The answer must be one number: how many lines of the records contain "instance".

BEGIN Records provided

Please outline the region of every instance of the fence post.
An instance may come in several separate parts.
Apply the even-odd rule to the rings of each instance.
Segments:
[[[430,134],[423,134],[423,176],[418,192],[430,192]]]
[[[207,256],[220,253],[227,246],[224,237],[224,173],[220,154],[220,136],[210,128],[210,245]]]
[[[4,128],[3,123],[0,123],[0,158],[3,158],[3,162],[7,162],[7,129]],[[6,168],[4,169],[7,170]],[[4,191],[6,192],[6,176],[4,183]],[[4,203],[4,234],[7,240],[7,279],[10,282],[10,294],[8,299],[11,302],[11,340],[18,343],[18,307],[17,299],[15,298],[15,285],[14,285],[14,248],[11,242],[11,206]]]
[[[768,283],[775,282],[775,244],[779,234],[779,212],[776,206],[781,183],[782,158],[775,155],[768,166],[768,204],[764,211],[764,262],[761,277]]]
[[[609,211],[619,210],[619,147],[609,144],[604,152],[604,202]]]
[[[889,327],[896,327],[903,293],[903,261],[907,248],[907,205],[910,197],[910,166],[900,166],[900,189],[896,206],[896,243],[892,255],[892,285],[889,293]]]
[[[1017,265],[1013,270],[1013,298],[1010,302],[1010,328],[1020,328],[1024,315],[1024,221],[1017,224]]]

END Records provided

● **Finished exercise**
3